PROBLEM STATEMENT:
Copy out the data from the line containing "When you get a chance, would you mind identifying the yellow" through the line containing "317,517,424,604", putting "assembling" in place of "compiling" and changing nothing else.

DATASET EXTRACT:
════════════════════
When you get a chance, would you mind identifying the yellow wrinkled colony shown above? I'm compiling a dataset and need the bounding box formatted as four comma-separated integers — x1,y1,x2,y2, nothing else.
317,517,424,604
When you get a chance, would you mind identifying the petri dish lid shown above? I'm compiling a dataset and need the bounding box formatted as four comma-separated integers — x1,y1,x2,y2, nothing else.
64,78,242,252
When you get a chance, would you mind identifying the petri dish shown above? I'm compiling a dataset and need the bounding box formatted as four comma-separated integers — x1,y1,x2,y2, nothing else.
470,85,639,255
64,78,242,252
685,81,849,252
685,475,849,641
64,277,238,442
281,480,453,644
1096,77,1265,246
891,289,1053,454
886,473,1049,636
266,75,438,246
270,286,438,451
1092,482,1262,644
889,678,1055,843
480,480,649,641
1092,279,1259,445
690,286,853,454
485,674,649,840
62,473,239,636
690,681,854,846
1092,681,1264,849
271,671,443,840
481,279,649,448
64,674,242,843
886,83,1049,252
════════════════════
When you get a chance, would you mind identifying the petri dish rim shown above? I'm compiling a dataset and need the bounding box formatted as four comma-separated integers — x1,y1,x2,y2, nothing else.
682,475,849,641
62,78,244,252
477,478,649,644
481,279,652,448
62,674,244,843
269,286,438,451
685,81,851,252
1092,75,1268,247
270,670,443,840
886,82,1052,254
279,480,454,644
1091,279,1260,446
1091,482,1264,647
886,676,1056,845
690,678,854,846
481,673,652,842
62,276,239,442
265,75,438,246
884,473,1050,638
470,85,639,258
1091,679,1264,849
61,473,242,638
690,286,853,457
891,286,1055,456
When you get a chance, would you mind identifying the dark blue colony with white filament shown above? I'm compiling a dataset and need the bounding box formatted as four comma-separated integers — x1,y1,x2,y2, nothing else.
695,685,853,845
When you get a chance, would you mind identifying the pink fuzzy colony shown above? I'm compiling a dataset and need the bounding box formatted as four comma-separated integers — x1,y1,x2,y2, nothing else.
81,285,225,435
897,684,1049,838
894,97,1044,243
════════════════════
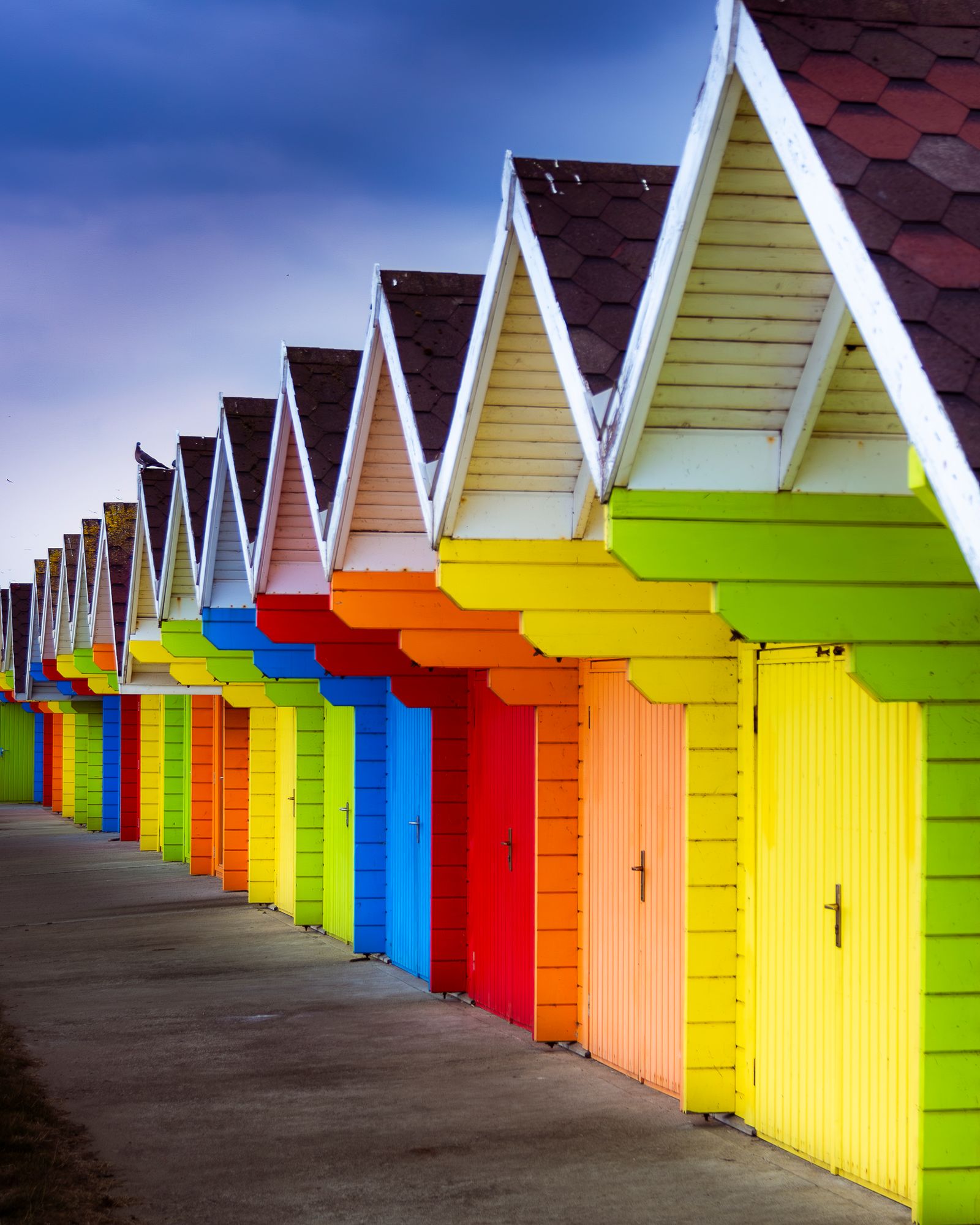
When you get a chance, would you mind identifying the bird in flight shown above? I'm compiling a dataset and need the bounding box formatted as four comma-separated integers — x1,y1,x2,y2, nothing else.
════════════════════
RESULT OF THIS TASK:
When you get a chance, would you mind identifying the yellow wrinkled colony shown above? I'm assembling a dataset and need the bounding box formatted as four comma-separated integers — x1,y1,x2,y2, nothing else.
317,517,424,604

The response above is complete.